• **What is being asked**
Find the line that contains "Target: bridge support pillar". Then set down that line and all the lines after it, to the end of the records, exactly and with nothing added.

• **Dataset excerpts**
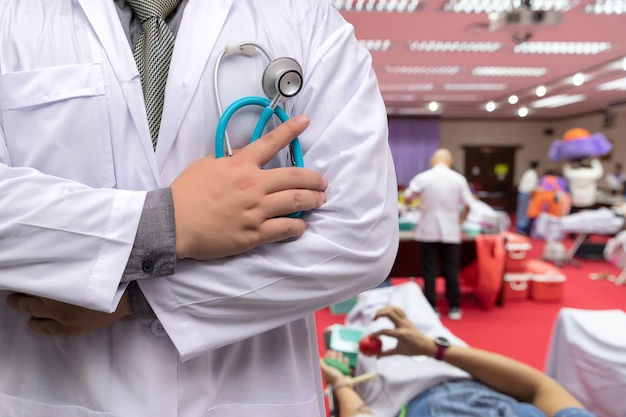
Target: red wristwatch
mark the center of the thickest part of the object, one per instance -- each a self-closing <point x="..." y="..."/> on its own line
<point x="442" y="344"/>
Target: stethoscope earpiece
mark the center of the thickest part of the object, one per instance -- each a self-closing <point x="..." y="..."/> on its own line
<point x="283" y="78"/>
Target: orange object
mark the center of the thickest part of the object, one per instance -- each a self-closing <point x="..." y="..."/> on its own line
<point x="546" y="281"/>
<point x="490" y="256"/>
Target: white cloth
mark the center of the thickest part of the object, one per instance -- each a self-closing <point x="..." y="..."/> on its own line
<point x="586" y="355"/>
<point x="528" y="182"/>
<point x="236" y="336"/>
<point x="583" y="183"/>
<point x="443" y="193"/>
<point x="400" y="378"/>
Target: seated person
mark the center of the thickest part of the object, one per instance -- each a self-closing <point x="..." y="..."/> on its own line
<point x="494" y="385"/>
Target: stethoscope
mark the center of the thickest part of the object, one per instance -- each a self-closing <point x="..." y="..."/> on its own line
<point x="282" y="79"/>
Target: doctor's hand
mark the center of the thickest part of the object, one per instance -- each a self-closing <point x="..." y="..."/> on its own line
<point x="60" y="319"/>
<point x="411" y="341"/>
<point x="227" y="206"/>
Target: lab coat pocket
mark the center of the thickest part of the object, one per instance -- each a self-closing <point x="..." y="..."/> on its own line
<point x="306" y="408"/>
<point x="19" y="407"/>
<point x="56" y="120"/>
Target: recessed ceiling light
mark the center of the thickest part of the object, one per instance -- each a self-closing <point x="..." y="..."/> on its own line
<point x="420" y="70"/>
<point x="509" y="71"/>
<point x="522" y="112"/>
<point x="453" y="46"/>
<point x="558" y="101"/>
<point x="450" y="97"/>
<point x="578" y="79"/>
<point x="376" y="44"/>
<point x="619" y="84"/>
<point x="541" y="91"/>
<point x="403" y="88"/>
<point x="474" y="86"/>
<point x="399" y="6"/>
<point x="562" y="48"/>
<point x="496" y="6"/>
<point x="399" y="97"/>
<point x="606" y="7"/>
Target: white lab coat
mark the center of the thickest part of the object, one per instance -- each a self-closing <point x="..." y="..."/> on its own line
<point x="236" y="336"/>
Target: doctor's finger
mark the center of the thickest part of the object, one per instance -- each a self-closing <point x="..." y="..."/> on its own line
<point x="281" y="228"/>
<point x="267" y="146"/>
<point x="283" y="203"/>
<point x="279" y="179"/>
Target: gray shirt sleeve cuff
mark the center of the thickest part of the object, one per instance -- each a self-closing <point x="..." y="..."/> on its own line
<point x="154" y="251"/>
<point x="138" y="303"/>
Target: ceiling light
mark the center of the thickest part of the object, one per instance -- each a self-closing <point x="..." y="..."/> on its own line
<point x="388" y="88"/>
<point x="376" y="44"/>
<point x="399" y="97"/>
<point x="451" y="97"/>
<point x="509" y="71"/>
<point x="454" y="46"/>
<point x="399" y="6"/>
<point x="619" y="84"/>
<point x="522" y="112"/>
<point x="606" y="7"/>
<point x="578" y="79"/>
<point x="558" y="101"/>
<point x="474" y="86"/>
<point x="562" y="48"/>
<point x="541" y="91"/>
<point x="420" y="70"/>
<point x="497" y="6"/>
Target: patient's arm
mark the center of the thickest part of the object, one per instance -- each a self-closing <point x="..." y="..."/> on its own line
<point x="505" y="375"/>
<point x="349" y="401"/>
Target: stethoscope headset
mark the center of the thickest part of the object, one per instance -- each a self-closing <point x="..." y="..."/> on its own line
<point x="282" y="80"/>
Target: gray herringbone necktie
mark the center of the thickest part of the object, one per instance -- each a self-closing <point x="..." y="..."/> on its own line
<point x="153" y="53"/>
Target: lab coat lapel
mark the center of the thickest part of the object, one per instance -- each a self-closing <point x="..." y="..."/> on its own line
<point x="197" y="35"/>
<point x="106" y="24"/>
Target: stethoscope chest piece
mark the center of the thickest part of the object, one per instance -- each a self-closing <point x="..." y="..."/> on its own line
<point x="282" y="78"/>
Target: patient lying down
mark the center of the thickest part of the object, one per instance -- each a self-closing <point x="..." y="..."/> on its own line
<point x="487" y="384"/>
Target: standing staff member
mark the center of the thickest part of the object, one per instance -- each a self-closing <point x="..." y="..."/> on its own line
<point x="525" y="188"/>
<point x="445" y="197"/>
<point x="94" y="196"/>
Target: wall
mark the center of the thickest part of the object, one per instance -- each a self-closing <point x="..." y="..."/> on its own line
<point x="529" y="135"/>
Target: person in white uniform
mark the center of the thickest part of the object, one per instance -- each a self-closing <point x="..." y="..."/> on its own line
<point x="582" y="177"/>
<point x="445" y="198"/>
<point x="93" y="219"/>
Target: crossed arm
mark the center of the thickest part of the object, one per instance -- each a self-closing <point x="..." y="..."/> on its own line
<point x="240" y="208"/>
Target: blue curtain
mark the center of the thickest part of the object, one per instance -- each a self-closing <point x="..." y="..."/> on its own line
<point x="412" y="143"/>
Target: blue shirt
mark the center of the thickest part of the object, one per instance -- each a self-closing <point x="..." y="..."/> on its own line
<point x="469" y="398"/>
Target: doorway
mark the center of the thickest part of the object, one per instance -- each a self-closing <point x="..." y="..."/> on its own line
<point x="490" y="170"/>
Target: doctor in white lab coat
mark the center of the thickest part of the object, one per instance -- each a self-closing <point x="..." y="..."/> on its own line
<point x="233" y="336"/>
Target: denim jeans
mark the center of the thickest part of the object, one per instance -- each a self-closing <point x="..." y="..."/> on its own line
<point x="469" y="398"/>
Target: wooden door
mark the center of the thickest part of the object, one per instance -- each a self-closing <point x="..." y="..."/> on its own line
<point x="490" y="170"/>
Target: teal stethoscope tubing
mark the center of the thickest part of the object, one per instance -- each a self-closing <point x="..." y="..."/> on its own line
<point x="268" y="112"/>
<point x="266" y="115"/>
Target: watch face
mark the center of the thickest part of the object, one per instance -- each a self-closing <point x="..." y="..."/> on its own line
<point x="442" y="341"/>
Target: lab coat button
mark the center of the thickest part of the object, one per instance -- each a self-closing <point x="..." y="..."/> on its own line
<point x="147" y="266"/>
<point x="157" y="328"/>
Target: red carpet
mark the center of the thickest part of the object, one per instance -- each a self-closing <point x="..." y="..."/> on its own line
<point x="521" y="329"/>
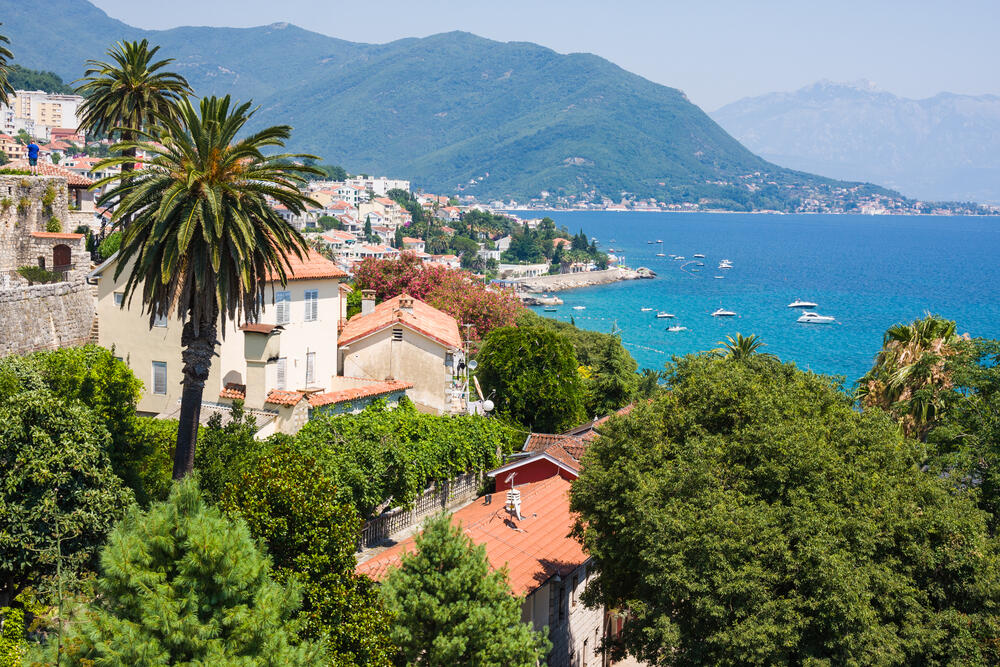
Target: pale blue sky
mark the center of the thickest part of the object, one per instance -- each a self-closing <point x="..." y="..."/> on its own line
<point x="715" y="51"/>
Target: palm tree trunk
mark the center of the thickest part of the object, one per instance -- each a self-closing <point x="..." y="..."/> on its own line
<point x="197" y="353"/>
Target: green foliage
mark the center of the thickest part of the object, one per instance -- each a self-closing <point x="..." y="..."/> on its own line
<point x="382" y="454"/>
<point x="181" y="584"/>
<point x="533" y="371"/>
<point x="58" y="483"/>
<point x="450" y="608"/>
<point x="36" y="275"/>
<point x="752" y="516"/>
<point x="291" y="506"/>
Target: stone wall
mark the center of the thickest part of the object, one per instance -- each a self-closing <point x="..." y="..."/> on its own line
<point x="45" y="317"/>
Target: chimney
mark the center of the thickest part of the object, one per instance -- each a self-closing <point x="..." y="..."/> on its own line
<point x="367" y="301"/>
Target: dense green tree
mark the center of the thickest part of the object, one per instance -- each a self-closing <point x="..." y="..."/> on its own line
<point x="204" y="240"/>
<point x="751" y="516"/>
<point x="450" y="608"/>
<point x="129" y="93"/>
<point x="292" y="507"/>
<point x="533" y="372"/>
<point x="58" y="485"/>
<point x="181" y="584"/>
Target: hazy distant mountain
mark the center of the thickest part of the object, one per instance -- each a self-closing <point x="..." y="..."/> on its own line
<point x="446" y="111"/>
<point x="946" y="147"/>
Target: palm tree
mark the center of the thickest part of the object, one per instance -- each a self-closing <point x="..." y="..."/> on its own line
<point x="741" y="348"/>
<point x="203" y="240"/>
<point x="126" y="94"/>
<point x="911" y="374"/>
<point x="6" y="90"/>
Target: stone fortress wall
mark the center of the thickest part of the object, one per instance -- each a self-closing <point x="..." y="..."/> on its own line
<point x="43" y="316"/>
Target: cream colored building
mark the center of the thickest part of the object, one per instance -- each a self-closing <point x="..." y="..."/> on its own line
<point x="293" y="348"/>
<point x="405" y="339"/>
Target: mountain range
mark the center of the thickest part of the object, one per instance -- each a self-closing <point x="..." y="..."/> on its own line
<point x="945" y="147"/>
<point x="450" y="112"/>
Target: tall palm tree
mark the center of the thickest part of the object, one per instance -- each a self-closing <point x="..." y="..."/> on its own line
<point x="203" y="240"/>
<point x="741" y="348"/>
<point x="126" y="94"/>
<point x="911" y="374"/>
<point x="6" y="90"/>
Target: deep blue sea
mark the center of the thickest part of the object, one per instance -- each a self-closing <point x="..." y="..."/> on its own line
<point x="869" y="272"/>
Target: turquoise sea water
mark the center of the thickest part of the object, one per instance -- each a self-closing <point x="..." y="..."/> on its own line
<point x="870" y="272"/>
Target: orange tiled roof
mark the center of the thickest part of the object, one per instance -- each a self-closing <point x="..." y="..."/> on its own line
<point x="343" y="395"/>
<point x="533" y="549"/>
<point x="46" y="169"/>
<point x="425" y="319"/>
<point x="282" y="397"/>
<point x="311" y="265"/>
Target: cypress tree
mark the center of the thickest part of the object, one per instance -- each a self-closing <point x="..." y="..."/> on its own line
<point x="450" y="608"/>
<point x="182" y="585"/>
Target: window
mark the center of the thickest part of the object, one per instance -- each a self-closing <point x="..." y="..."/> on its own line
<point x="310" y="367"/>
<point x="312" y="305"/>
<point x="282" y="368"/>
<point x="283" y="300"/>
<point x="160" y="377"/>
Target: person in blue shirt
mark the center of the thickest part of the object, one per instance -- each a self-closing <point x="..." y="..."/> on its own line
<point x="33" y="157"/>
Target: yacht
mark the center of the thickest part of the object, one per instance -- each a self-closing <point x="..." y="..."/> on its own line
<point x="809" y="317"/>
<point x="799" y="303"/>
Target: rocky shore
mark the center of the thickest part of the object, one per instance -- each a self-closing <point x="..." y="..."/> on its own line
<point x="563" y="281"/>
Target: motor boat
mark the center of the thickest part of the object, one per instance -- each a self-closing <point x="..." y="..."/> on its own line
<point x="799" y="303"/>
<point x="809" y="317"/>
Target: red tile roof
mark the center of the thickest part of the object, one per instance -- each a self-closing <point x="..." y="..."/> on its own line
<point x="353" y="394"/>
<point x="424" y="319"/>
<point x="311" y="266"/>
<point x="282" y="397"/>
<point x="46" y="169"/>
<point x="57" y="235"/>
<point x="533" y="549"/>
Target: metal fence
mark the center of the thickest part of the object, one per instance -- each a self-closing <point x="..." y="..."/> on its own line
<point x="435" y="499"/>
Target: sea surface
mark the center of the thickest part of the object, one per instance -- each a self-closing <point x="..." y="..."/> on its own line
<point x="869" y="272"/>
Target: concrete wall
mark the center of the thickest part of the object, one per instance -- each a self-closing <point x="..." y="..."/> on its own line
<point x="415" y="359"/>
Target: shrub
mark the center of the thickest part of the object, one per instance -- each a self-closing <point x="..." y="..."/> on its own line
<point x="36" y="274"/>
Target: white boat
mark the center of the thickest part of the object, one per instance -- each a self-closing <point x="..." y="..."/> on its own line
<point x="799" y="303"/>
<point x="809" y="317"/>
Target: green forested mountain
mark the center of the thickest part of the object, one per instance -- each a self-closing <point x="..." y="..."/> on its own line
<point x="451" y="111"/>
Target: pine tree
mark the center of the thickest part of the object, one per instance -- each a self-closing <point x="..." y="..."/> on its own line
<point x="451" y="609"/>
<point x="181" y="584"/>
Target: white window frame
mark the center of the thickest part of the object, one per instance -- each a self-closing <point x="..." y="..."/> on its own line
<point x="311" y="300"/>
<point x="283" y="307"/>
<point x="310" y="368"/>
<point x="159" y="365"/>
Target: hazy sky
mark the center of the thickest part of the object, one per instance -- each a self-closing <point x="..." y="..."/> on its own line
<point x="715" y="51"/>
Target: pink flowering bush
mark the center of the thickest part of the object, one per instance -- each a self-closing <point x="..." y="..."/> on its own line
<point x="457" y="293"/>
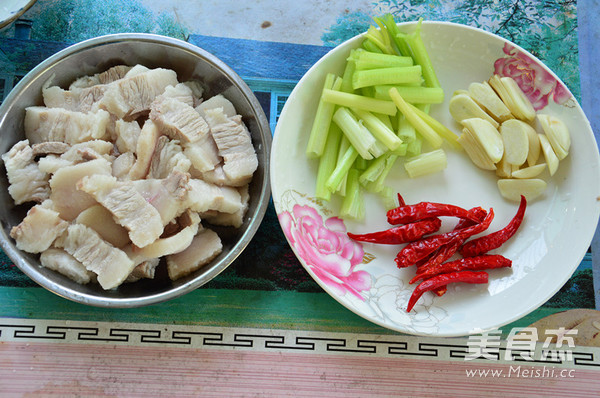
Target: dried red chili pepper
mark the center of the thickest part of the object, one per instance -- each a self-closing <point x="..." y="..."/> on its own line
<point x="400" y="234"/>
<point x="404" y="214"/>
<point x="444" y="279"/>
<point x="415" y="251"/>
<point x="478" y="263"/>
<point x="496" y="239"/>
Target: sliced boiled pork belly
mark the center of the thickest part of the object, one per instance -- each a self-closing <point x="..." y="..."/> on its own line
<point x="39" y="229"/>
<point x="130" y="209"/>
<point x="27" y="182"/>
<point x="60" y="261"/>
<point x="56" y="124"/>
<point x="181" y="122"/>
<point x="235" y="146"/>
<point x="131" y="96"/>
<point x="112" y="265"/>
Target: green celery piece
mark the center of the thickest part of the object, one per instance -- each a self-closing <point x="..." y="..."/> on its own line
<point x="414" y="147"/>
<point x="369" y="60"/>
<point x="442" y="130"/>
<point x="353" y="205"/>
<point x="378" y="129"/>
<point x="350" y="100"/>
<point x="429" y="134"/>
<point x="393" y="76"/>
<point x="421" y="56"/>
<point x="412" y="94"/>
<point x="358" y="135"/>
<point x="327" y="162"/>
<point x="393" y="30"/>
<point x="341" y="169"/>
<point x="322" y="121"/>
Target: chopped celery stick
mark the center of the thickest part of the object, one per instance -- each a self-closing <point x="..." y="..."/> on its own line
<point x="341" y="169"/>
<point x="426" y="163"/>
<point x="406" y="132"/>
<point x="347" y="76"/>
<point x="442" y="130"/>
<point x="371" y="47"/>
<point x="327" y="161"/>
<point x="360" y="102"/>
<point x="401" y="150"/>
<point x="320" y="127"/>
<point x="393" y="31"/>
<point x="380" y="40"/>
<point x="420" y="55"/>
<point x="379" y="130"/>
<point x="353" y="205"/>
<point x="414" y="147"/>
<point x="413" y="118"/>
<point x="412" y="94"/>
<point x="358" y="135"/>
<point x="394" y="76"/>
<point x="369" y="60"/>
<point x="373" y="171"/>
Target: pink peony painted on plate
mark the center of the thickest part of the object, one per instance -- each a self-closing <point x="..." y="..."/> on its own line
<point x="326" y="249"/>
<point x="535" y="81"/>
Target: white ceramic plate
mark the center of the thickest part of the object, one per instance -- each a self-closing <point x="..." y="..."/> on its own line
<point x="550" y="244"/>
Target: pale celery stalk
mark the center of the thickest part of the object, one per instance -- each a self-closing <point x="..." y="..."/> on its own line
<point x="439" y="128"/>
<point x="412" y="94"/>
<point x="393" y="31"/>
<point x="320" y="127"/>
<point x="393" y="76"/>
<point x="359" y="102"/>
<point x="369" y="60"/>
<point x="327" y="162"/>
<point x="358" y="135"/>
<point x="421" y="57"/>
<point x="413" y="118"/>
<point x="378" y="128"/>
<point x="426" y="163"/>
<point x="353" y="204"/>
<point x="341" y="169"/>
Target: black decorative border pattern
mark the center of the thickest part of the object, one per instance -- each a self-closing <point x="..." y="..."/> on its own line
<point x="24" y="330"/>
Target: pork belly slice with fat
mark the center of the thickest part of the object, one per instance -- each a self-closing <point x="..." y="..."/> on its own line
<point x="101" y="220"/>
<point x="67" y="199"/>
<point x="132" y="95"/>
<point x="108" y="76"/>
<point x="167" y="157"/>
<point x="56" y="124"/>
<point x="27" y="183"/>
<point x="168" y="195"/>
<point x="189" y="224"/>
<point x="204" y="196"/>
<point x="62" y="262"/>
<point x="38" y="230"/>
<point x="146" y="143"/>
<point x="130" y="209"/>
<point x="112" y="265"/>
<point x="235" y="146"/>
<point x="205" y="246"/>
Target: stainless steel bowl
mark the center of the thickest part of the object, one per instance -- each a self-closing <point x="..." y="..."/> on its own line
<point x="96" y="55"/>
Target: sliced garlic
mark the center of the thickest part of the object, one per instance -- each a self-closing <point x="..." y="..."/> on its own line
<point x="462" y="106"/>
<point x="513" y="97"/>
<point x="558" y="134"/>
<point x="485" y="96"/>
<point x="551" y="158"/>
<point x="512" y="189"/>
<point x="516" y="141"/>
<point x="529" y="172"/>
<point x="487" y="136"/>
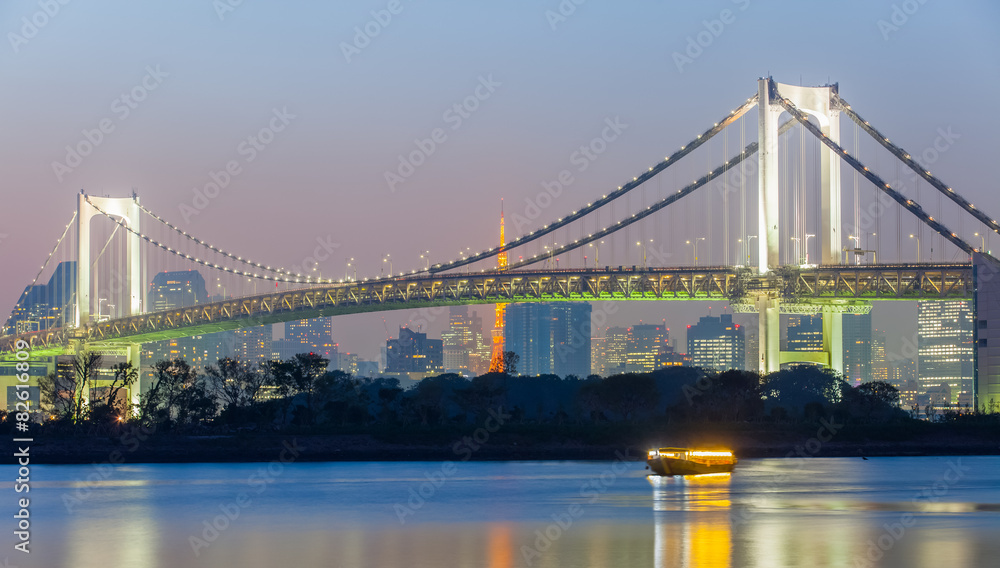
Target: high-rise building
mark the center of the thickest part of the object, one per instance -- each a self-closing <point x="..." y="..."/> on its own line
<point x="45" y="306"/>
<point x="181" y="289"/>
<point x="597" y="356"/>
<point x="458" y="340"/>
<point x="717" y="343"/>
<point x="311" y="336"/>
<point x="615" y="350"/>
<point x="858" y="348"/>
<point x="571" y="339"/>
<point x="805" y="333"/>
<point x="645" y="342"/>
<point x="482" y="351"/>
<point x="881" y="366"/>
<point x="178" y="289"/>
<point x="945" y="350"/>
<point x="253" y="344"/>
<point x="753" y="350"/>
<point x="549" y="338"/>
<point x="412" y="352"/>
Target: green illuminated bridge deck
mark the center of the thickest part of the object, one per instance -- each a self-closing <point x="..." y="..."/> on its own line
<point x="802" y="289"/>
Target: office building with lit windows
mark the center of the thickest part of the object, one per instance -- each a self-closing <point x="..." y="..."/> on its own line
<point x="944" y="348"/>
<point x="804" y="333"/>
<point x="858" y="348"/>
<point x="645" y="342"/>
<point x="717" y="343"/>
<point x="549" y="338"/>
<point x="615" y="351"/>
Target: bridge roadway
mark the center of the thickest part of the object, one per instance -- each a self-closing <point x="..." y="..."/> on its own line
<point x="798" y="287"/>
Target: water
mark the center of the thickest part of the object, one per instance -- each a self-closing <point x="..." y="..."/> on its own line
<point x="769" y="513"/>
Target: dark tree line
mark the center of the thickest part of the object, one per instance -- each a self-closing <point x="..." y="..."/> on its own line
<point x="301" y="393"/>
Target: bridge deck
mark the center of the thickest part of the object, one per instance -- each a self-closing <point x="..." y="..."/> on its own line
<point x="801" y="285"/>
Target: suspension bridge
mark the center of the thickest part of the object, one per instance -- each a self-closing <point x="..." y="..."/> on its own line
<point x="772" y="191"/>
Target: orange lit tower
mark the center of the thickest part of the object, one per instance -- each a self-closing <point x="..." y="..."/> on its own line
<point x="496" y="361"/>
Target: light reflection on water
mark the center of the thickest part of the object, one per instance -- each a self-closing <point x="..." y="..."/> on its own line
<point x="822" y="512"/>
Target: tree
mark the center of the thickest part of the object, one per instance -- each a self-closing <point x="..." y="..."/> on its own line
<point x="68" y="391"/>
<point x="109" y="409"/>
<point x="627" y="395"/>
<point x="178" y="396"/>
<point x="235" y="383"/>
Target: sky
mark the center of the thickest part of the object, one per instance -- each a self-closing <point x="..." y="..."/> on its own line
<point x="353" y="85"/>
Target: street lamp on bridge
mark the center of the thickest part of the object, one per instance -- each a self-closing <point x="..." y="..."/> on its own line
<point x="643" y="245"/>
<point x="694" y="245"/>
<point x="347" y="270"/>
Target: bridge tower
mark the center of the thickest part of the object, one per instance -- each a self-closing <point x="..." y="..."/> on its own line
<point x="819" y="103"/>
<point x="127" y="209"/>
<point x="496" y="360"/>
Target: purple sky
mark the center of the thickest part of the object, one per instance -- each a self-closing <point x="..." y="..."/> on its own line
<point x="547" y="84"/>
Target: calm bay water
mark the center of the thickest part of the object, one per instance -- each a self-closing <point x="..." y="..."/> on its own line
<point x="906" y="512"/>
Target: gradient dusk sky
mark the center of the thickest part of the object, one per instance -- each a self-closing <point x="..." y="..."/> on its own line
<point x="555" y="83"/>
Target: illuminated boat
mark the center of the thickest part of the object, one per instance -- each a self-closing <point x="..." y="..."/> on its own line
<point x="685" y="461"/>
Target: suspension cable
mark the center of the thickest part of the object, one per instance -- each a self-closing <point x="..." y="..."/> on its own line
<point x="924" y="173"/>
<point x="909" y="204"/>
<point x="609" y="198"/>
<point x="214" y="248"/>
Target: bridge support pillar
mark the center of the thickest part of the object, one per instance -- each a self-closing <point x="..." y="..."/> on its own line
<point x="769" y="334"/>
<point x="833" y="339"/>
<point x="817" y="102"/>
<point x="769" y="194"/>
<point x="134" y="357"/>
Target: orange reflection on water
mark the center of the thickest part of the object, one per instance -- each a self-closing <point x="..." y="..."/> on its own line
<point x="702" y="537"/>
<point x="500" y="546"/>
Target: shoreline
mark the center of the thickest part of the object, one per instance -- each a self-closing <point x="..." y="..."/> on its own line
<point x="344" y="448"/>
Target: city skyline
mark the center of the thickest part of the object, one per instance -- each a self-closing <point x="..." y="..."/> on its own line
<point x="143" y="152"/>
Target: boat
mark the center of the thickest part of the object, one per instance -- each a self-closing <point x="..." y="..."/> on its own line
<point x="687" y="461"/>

• **The result**
Target: bridge support pillar
mark the center of the thickest part of the object, one per instance -- each a self-closing <point x="..." y="..."/> on its own line
<point x="769" y="334"/>
<point x="833" y="339"/>
<point x="817" y="102"/>
<point x="769" y="194"/>
<point x="134" y="357"/>
Target: orange reflection on water
mark the center of the thickest part of the object, one per instance -- each a self-closing <point x="..." y="..."/> on its own line
<point x="702" y="537"/>
<point x="500" y="546"/>
Target: shoreline
mark the center of the thickest part of the object, one per instance -- each a self-closing <point x="..." y="..."/> on its own line
<point x="344" y="448"/>
Target: city skyline
mark the center of the thickest part of the object, one per instance -- each a self-closing <point x="..." y="..."/> on its own line
<point x="143" y="152"/>
Target: boat
mark the center of the thickest part of the object, one per instance -- each a self-closing <point x="..." y="..."/> on its own line
<point x="687" y="461"/>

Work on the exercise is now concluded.